** start of Data **

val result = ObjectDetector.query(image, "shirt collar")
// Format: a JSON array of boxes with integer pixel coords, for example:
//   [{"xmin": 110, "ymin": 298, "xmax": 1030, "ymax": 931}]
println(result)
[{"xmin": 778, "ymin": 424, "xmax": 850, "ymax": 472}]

** end of Data **

- **Aim of the task**
Without leaving anything out, give the entries again exactly.

- **Exercise answer**
val result = ObjectDetector.query(image, "shirt collar")
// Format: a JSON array of boxes with integer pixel coords, for example:
//   [{"xmin": 110, "ymin": 298, "xmax": 1030, "ymax": 931}]
println(result)
[{"xmin": 778, "ymin": 424, "xmax": 850, "ymax": 472}]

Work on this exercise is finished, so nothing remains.